Task to complete - Output, without alteration, the first line of the entries and each line after it, stopping with the line that contains "pixel 135 85".

[Records from a dataset]

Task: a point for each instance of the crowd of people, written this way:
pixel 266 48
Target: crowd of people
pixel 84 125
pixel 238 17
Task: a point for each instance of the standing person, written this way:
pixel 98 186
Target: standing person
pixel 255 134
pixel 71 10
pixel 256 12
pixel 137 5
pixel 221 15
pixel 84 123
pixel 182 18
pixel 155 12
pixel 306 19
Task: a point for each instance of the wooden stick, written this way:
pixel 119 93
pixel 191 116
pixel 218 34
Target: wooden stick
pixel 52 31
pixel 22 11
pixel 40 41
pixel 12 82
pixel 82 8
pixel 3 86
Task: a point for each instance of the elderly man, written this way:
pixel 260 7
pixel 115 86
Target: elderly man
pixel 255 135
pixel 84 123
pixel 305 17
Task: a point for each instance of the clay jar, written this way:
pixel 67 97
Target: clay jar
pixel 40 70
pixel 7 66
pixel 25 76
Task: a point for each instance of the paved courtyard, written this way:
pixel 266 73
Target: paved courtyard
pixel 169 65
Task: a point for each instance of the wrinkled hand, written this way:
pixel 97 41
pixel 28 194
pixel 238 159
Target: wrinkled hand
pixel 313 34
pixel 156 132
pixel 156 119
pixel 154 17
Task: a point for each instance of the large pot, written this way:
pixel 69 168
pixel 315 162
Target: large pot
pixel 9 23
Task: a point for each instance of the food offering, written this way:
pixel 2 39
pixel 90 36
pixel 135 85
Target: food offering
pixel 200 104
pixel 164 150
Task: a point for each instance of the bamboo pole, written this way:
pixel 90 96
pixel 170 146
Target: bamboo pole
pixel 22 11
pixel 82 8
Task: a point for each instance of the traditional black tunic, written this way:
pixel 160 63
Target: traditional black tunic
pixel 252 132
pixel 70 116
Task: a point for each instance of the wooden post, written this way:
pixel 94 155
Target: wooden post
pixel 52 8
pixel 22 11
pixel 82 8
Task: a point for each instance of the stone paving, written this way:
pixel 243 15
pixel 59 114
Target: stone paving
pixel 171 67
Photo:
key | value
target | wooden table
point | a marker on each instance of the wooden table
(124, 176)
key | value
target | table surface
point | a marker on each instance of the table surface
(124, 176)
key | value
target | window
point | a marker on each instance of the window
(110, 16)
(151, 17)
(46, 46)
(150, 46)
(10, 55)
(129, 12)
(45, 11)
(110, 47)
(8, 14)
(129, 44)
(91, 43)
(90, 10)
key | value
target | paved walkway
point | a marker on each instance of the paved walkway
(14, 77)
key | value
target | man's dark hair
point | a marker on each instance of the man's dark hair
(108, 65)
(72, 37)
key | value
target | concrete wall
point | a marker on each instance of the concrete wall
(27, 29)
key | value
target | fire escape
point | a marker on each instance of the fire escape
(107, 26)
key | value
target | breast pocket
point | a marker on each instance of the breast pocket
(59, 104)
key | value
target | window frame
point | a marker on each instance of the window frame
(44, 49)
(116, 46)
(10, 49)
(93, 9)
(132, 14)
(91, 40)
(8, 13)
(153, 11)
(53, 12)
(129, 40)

Result of the exercise -
Task: a point for each instance of the crowd of people, written this way:
pixel 266 48
Target: crowd of people
pixel 84 125
pixel 238 17
Task: a point for each instance of the standing person, written this way:
pixel 98 186
Target: standing person
pixel 255 134
pixel 71 10
pixel 256 12
pixel 137 5
pixel 221 15
pixel 84 123
pixel 182 18
pixel 155 12
pixel 306 19
Task: a point for each instance of the wooden stick, written this way:
pixel 119 93
pixel 191 116
pixel 218 34
Target: wooden stick
pixel 52 31
pixel 22 11
pixel 40 41
pixel 12 82
pixel 82 8
pixel 3 86
Task: a point for each instance of the elderly man, written this way:
pixel 260 7
pixel 115 86
Target: elderly man
pixel 255 135
pixel 84 123
pixel 305 17
Task: a point for each instance of the clay jar, written this way:
pixel 67 97
Target: clay jar
pixel 40 70
pixel 7 66
pixel 25 76
Task: a point for each instance of the paved courtyard, written this way:
pixel 266 73
Target: paved courtyard
pixel 169 65
Task: a point for each instance of the wrinkled hand, written this way:
pixel 97 41
pixel 28 194
pixel 238 159
Target: wrinkled hand
pixel 313 34
pixel 156 132
pixel 156 119
pixel 154 17
Task: a point for each instance of the large pot, written this way:
pixel 69 168
pixel 315 162
Target: large pot
pixel 9 23
Task: a point for each instance of the food offering, written this way:
pixel 2 39
pixel 90 36
pixel 135 85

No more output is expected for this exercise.